What the task asks.
All of the data that follows needs to be printed again, exactly as it reads.

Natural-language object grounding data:

=======

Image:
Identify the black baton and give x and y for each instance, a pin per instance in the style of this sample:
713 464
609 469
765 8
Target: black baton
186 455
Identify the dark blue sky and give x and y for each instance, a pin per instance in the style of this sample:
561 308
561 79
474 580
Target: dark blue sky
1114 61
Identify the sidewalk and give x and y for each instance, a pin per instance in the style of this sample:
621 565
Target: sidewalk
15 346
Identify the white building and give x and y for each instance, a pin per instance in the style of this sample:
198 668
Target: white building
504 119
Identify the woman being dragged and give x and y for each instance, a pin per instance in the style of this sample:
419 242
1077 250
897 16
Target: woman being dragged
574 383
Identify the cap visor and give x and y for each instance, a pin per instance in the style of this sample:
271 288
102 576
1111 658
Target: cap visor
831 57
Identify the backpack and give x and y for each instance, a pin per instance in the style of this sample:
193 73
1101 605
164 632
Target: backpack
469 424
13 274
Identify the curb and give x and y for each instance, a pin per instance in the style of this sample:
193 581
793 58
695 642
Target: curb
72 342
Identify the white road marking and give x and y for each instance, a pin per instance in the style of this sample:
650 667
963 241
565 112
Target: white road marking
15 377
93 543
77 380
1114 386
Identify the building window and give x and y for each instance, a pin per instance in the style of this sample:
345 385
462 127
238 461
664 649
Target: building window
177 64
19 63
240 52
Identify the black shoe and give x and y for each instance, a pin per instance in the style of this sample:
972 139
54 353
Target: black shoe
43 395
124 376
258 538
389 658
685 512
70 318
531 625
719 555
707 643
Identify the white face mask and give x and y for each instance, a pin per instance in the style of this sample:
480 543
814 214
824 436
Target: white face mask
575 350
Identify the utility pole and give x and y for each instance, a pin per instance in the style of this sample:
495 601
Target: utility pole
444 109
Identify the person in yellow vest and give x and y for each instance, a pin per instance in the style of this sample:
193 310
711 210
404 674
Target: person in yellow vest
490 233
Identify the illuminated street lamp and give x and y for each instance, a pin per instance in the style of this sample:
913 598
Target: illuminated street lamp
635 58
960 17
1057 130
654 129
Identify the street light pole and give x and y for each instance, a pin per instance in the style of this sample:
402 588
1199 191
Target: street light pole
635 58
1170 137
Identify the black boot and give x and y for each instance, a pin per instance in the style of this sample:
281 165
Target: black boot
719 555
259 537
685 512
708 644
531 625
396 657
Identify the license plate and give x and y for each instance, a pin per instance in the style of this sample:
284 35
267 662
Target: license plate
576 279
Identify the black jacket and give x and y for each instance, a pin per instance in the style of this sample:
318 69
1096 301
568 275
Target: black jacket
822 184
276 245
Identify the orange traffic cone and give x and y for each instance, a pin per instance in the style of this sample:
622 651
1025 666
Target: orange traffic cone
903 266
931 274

=======

Result.
Image:
Identify the black baton and give x and y for each instance, a pin per instance in the style of this sample:
713 464
609 469
765 8
Target: black baton
186 455
Identify the dark blue sky and give x and y for each instance, a pin per instance in the style of this sample:
561 308
561 79
474 580
Target: dark blue sky
1114 61
Identify the sidewalk and give x and y for each instance, a pin per instance in the style of this sample:
621 565
Target: sidewalk
15 346
Identify the white building and give x and y for each instance, a pin per instance in the style of this sample:
198 668
Target: white building
504 119
Identify the woman being dragged and give x and y for each instance, a pin per instance in the style of this sample:
419 242
1077 250
897 16
Target: woman being dragged
574 383
Identify the cap visor and give x and y for each instance, a pin per instance in the style of this sample:
271 288
102 576
1111 658
Target: cap visor
831 57
Identify the backpack and give x and y for each instance, a pin per instance in the style of this sample:
193 73
1101 605
164 632
Target: backpack
469 424
13 274
Identify the curb and give x and y for each instance, a pin per instance in the style of this sample:
193 581
793 58
695 642
Target: curb
72 342
Identify the white road marking and give x and y for each instance, a pin per instance in the style of this sample:
650 667
963 241
565 112
Target: white road marking
15 377
93 543
77 380
1114 386
Identify the building window and give x and y for each instance, a pin per instance in the style of this sample:
345 385
462 127
238 461
664 649
Target: building window
177 64
19 63
240 52
Identify the black shoe and give x and y for each instance, a pin per instance in the style of this sample:
972 139
54 353
Target: black shoe
43 395
124 376
258 538
389 658
685 512
70 318
531 625
719 555
707 643
Identify the white face mask and give x and y for each instance, a pin per instance in the style of this sample:
480 543
814 214
824 436
Target: white face mask
575 350
Identify the utility pole and give x and y for each instance, a pin per instance in the style of this sample:
495 601
Target: utility pole
444 109
Identify the person in yellow vest and give x and y for each instance, a pin per instance in the style of this sample:
193 310
711 210
404 674
Target: person in yellow vest
490 233
Identify the illuminated street lamp and give x and y for each instance, a pin per instance in the style of this sample:
913 598
Target: illuminated street lamp
635 58
960 17
1057 130
654 129
Identify the street light pole and give x and y for each instance, a pin per instance in the style of this sample:
402 588
1199 191
Target: street light pole
635 58
1170 137
Identify the black boot and give x and y for each instance, a pin per instance in the style of this sample:
281 165
Target: black boot
719 555
259 537
685 512
708 644
531 625
396 657
Identify the license plate and give x and y for each instance, a pin per instance in the style of this sample:
284 35
267 662
Target: license plate
576 279
Identify the black jacket and give x and y for each instance, a pin per instance in the style of this sample:
318 69
1096 301
568 275
Target: black jacket
822 184
276 245
Identify the orange traffic cone and give x and y for each instance, a pin per instance in the style of this sample:
622 651
1025 666
Target: orange traffic cone
903 266
931 274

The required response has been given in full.